▶ [Stated exercise]: Convert the items from the line containing "Pick out the woman with" through the line containing "(1271, 372)", both included, into a Markdown table with the columns Row and Line. Number each row, and skip any blank lines.

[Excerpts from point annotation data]
'''

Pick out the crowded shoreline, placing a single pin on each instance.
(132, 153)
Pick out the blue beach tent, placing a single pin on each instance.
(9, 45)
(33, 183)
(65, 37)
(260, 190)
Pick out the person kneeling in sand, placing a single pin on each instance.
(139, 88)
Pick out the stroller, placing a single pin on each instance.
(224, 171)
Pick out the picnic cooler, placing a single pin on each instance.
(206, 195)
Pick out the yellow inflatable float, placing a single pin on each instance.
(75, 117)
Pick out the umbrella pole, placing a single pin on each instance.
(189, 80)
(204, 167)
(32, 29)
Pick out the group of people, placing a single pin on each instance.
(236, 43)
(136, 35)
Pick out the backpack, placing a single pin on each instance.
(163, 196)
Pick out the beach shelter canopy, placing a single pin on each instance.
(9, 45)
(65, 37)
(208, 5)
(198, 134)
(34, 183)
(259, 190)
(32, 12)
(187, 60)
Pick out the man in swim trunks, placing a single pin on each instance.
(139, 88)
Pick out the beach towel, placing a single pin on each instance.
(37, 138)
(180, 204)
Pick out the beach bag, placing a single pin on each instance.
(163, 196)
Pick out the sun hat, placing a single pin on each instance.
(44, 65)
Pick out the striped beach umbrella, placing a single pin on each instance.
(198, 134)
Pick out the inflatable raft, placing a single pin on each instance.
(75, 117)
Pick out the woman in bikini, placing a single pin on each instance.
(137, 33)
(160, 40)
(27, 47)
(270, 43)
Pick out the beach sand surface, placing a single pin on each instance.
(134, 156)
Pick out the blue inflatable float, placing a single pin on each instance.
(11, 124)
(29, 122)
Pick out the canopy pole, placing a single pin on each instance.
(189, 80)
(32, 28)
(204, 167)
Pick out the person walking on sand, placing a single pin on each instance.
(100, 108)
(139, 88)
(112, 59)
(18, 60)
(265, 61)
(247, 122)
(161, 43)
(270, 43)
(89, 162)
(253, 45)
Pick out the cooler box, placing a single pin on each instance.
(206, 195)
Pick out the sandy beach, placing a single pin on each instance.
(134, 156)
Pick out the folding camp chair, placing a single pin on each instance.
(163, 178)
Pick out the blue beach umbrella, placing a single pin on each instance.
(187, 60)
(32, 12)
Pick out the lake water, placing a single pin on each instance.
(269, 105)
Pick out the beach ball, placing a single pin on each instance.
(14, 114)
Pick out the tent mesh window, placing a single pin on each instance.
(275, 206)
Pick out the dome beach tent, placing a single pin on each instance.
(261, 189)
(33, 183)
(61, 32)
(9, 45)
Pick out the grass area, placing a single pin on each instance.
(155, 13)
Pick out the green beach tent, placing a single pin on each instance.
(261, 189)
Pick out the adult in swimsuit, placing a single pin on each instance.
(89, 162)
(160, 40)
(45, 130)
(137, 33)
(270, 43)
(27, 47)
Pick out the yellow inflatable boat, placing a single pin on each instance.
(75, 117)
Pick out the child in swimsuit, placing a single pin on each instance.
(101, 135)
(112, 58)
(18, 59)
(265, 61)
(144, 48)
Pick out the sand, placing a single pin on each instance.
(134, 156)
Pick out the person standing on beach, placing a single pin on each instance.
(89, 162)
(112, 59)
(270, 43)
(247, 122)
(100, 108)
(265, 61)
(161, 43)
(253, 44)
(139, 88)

'''
'''

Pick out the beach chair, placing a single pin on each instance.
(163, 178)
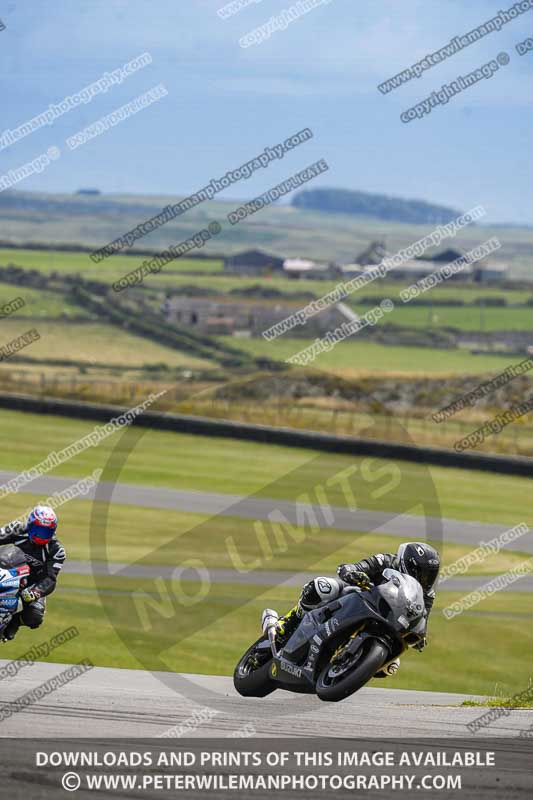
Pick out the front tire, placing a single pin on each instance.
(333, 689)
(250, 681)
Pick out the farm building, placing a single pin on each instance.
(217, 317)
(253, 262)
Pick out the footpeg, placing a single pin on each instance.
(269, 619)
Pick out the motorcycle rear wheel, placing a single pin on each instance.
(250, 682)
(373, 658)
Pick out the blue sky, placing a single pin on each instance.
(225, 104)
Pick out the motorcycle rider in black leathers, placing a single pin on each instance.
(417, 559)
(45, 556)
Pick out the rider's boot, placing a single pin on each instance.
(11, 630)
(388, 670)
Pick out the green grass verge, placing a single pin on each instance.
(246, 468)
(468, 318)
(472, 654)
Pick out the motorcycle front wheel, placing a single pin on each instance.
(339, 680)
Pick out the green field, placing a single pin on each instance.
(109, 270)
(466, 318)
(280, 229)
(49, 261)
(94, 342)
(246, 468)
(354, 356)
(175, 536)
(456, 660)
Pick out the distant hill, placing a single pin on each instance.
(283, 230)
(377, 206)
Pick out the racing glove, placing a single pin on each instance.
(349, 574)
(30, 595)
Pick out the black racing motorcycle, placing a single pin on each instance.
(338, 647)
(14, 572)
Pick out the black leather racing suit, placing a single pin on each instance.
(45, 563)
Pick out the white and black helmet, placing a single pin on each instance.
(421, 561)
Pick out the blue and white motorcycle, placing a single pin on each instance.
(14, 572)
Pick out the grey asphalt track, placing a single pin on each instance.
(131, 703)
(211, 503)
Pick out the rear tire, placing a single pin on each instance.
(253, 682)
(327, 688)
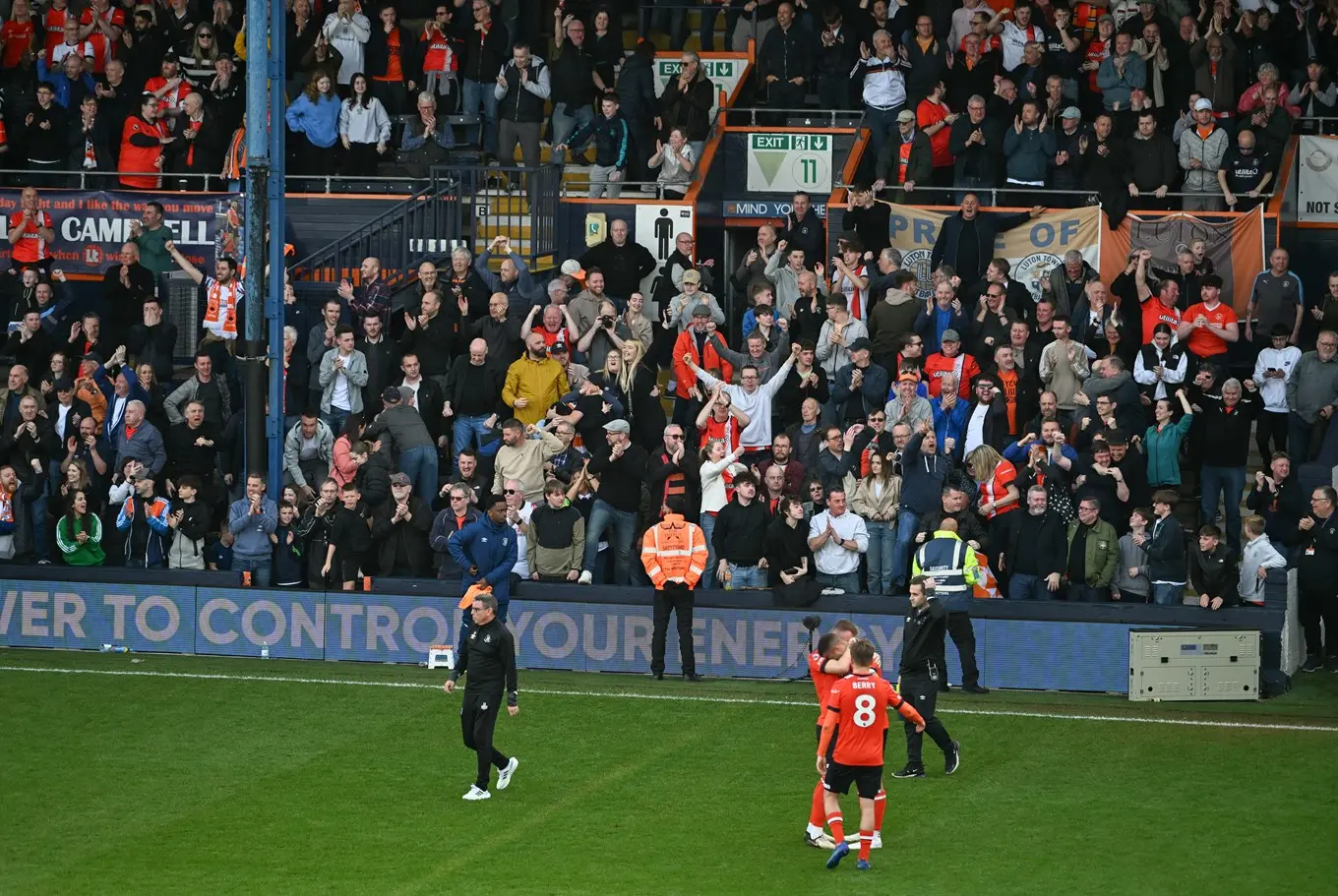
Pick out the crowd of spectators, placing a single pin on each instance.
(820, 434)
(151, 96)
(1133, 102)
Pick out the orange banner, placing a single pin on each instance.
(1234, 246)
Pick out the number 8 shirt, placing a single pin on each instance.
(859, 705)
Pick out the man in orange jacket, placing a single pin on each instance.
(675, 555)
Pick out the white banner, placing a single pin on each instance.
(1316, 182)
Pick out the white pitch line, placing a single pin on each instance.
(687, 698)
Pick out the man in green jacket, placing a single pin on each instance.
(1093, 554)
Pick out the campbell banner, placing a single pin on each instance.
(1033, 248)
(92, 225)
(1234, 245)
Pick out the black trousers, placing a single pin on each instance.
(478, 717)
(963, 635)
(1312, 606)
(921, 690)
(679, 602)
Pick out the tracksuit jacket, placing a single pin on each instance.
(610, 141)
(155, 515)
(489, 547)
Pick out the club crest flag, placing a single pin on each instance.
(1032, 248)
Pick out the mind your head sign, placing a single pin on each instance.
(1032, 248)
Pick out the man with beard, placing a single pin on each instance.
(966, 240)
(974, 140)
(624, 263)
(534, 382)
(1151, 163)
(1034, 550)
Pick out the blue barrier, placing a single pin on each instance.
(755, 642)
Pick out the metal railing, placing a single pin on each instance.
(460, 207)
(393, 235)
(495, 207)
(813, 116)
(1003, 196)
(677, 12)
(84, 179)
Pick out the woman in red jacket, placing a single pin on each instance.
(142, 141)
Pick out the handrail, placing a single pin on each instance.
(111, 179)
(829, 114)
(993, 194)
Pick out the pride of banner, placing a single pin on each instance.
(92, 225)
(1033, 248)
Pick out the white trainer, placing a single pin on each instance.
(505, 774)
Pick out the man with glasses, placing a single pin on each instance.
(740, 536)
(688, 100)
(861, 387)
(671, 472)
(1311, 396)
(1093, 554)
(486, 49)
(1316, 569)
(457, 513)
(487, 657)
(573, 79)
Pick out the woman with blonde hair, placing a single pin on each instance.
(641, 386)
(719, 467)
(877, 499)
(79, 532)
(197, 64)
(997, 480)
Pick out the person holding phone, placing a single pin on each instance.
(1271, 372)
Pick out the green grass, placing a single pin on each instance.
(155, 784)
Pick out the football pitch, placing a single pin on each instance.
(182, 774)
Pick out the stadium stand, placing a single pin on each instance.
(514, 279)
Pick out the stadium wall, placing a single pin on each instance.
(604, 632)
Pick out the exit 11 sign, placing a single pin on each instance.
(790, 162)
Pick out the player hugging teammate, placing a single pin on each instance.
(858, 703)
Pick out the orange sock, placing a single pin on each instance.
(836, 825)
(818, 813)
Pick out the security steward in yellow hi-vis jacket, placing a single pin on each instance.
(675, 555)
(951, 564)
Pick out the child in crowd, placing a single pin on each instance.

'''

▶ [Result below]:
| Row | Line |
|---|---|
| 1 | Pick out the woman with blonde hair, placing a single pin on each instance. |
| 2 | (641, 386) |
| 3 | (719, 467) |
| 4 | (877, 499) |
| 5 | (79, 532) |
| 6 | (197, 64) |
| 7 | (997, 480) |
| 8 | Pick out the person holding phone, placing a single pin on each instance. |
| 9 | (1271, 372) |